◆ Your goal ◆
Turn the items below into a Markdown table with the columns Row and Item line, starting with the line that contains "Detect office building" and going on through the end of the items. Number the rows, skip blank lines, and leave the pictures out.
* begin *
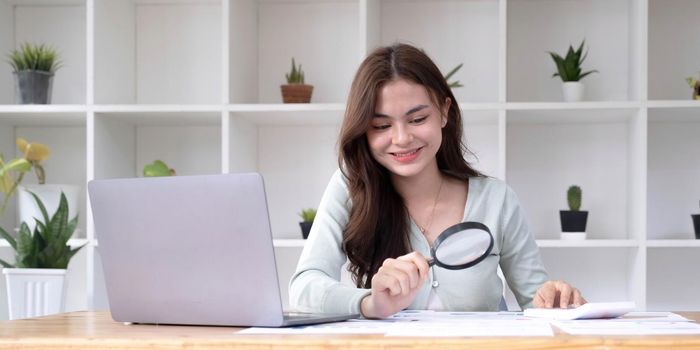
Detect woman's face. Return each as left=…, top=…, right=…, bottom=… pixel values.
left=367, top=79, right=450, bottom=177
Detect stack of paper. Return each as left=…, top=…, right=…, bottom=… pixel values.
left=524, top=301, right=635, bottom=320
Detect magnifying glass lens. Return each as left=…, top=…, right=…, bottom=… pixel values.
left=430, top=221, right=493, bottom=270
left=435, top=229, right=490, bottom=265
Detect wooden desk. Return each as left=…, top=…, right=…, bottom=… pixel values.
left=0, top=312, right=700, bottom=350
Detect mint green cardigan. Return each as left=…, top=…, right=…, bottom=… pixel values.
left=289, top=170, right=548, bottom=313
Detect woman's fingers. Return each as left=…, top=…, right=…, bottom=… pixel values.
left=533, top=281, right=587, bottom=308
left=372, top=252, right=429, bottom=296
left=397, top=252, right=430, bottom=280
left=535, top=281, right=557, bottom=309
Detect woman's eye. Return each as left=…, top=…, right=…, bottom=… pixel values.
left=411, top=116, right=428, bottom=124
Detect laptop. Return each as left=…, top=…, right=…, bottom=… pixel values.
left=88, top=173, right=359, bottom=327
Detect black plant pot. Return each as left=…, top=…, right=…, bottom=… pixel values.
left=13, top=70, right=53, bottom=104
left=559, top=210, right=588, bottom=232
left=691, top=214, right=700, bottom=239
left=299, top=222, right=313, bottom=239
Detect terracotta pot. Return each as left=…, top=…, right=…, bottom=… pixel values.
left=280, top=84, right=314, bottom=103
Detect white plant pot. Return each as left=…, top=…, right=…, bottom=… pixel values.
left=2, top=268, right=66, bottom=320
left=561, top=232, right=586, bottom=241
left=562, top=81, right=584, bottom=102
left=17, top=184, right=80, bottom=231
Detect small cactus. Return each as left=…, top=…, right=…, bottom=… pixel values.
left=566, top=185, right=582, bottom=211
left=284, top=57, right=304, bottom=84
left=299, top=208, right=316, bottom=222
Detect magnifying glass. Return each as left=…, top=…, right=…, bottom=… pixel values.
left=428, top=221, right=493, bottom=270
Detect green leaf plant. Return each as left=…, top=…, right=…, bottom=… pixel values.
left=0, top=192, right=84, bottom=269
left=8, top=43, right=61, bottom=73
left=547, top=40, right=598, bottom=82
left=0, top=137, right=50, bottom=216
left=284, top=57, right=304, bottom=84
left=143, top=160, right=175, bottom=177
left=566, top=185, right=582, bottom=211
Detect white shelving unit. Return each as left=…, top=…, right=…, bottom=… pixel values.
left=0, top=0, right=700, bottom=319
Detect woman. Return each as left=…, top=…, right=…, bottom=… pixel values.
left=290, top=44, right=586, bottom=318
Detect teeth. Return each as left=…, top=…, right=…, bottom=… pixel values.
left=394, top=149, right=418, bottom=157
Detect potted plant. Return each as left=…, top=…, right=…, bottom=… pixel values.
left=548, top=40, right=598, bottom=102
left=280, top=57, right=314, bottom=103
left=559, top=185, right=588, bottom=239
left=8, top=137, right=80, bottom=231
left=299, top=208, right=316, bottom=239
left=691, top=201, right=700, bottom=239
left=143, top=159, right=175, bottom=177
left=685, top=77, right=700, bottom=100
left=0, top=193, right=82, bottom=320
left=8, top=43, right=60, bottom=104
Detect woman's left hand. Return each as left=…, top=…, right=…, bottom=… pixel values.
left=533, top=281, right=587, bottom=309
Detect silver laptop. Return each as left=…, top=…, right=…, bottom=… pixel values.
left=88, top=173, right=359, bottom=327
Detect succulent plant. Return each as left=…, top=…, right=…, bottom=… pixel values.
left=284, top=57, right=304, bottom=84
left=685, top=77, right=700, bottom=100
left=8, top=43, right=61, bottom=73
left=548, top=40, right=598, bottom=82
left=143, top=160, right=175, bottom=177
left=0, top=137, right=50, bottom=215
left=445, top=63, right=464, bottom=89
left=0, top=192, right=84, bottom=269
left=566, top=185, right=582, bottom=211
left=299, top=208, right=316, bottom=222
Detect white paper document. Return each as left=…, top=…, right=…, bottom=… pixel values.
left=524, top=302, right=635, bottom=320
left=238, top=310, right=554, bottom=337
left=552, top=320, right=700, bottom=335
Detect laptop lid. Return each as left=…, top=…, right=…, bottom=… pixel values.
left=88, top=173, right=300, bottom=327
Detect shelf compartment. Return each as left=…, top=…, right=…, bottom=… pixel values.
left=374, top=0, right=501, bottom=103
left=647, top=108, right=700, bottom=239
left=506, top=109, right=644, bottom=239
left=228, top=1, right=360, bottom=103
left=272, top=239, right=306, bottom=248
left=226, top=110, right=340, bottom=238
left=462, top=109, right=503, bottom=178
left=0, top=105, right=87, bottom=127
left=507, top=0, right=644, bottom=101
left=540, top=248, right=639, bottom=301
left=228, top=103, right=345, bottom=126
left=94, top=110, right=222, bottom=183
left=646, top=247, right=700, bottom=311
left=0, top=0, right=87, bottom=105
left=647, top=238, right=700, bottom=248
left=648, top=0, right=700, bottom=101
left=95, top=0, right=223, bottom=104
left=537, top=239, right=639, bottom=248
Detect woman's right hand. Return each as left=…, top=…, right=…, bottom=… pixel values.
left=360, top=252, right=430, bottom=318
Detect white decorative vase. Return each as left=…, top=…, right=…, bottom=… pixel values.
left=17, top=184, right=80, bottom=231
left=2, top=268, right=66, bottom=320
left=562, top=81, right=584, bottom=102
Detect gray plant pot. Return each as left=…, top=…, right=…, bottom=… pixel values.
left=13, top=70, right=53, bottom=104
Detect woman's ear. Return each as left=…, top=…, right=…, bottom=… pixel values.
left=441, top=97, right=452, bottom=128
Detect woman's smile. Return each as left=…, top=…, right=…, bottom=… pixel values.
left=389, top=147, right=423, bottom=163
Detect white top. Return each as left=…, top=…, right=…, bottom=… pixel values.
left=289, top=170, right=548, bottom=313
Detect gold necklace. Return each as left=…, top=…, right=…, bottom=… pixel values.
left=408, top=175, right=445, bottom=234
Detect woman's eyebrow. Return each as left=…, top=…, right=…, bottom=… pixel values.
left=374, top=105, right=428, bottom=118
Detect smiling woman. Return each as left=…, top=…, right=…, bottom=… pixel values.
left=290, top=44, right=585, bottom=318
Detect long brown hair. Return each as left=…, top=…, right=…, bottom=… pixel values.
left=338, top=44, right=481, bottom=288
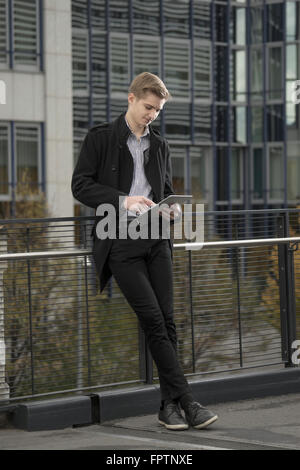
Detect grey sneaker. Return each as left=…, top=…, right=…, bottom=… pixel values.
left=158, top=401, right=189, bottom=431
left=185, top=401, right=218, bottom=429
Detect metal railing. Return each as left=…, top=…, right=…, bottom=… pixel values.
left=0, top=210, right=300, bottom=403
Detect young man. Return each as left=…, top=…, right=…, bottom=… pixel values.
left=72, top=72, right=217, bottom=430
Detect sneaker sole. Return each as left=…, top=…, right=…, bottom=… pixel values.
left=193, top=415, right=218, bottom=429
left=158, top=419, right=189, bottom=431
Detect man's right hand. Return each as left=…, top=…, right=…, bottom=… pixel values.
left=123, top=196, right=156, bottom=215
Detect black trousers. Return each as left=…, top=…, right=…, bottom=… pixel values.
left=108, top=238, right=190, bottom=400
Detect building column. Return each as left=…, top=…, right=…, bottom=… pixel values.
left=43, top=0, right=73, bottom=217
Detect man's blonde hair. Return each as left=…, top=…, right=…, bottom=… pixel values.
left=128, top=72, right=171, bottom=101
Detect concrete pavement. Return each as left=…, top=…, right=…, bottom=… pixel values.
left=0, top=394, right=300, bottom=451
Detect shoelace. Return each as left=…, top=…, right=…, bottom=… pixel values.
left=188, top=403, right=204, bottom=415
left=166, top=403, right=180, bottom=416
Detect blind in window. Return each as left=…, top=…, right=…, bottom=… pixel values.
left=0, top=0, right=8, bottom=64
left=13, top=0, right=39, bottom=66
left=16, top=125, right=39, bottom=188
left=0, top=125, right=8, bottom=194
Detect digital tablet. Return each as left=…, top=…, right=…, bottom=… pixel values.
left=137, top=194, right=193, bottom=223
left=154, top=194, right=193, bottom=207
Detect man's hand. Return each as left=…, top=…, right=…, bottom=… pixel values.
left=123, top=196, right=156, bottom=215
left=160, top=203, right=182, bottom=220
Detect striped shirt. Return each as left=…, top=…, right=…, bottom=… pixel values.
left=125, top=118, right=153, bottom=216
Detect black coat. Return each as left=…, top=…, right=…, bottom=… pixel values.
left=72, top=113, right=174, bottom=291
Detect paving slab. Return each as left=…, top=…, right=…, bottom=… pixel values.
left=0, top=394, right=300, bottom=451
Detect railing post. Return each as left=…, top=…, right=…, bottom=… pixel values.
left=26, top=227, right=35, bottom=395
left=0, top=227, right=9, bottom=401
left=138, top=325, right=153, bottom=384
left=277, top=214, right=296, bottom=367
left=188, top=250, right=196, bottom=373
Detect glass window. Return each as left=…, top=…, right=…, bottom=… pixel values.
left=214, top=46, right=228, bottom=101
left=231, top=147, right=243, bottom=201
left=267, top=2, right=283, bottom=42
left=164, top=101, right=191, bottom=140
left=232, top=106, right=247, bottom=144
left=194, top=104, right=212, bottom=141
left=268, top=46, right=283, bottom=99
left=109, top=0, right=129, bottom=33
left=250, top=47, right=263, bottom=101
left=110, top=35, right=130, bottom=93
left=73, top=96, right=91, bottom=134
left=15, top=125, right=40, bottom=189
left=133, top=0, right=160, bottom=36
left=217, top=147, right=229, bottom=201
left=190, top=147, right=210, bottom=203
left=250, top=7, right=263, bottom=44
left=90, top=0, right=106, bottom=31
left=164, top=39, right=190, bottom=99
left=72, top=31, right=89, bottom=92
left=91, top=34, right=107, bottom=94
left=194, top=41, right=211, bottom=100
left=13, top=0, right=39, bottom=67
left=91, top=96, right=107, bottom=125
left=230, top=50, right=247, bottom=101
left=193, top=2, right=211, bottom=40
left=0, top=124, right=9, bottom=195
left=251, top=106, right=264, bottom=142
left=0, top=0, right=8, bottom=65
left=133, top=36, right=160, bottom=76
left=269, top=147, right=284, bottom=199
left=163, top=0, right=190, bottom=38
left=285, top=44, right=300, bottom=140
left=170, top=145, right=186, bottom=194
left=230, top=7, right=246, bottom=45
left=215, top=4, right=228, bottom=42
left=216, top=106, right=228, bottom=142
left=71, top=0, right=88, bottom=29
left=252, top=148, right=264, bottom=199
left=267, top=104, right=284, bottom=142
left=287, top=142, right=300, bottom=201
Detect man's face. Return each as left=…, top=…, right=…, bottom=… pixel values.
left=128, top=92, right=166, bottom=128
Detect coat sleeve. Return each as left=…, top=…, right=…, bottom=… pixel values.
left=71, top=132, right=127, bottom=209
left=164, top=142, right=175, bottom=198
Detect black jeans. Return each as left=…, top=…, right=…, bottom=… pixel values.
left=108, top=238, right=190, bottom=400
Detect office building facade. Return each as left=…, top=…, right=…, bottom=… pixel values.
left=0, top=0, right=300, bottom=215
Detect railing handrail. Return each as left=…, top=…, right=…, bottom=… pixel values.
left=0, top=207, right=300, bottom=226
left=0, top=237, right=300, bottom=262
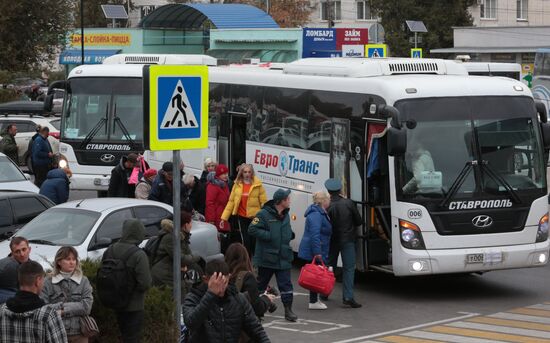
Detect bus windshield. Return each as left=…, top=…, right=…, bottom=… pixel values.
left=61, top=77, right=143, bottom=142
left=396, top=97, right=546, bottom=205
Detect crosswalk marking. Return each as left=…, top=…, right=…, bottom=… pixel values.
left=370, top=302, right=550, bottom=343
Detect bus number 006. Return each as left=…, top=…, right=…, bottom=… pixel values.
* end *
◆ Right answer ◆
| Row | Item line |
|---|---|
| 1 | Detect office building facade. Return each as left=…, top=…, right=…, bottom=… pixel values. |
| 2 | left=0, top=0, right=300, bottom=215 |
| 3 | Detect railing handrail. Return each as left=…, top=…, right=…, bottom=… pixel values. |
| 4 | left=0, top=207, right=300, bottom=226 |
| 5 | left=0, top=237, right=300, bottom=262 |
| 6 | Detect bus windshield. Return each as left=…, top=…, right=…, bottom=… pixel values. |
| 7 | left=61, top=77, right=143, bottom=142 |
| 8 | left=396, top=97, right=546, bottom=205 |
| 9 | Detect crosswalk marking. Return each as left=…, top=…, right=…, bottom=… pixel values. |
| 10 | left=370, top=302, right=550, bottom=343 |
| 11 | Detect bus number 006. Return each as left=…, top=…, right=…, bottom=… pixel values. |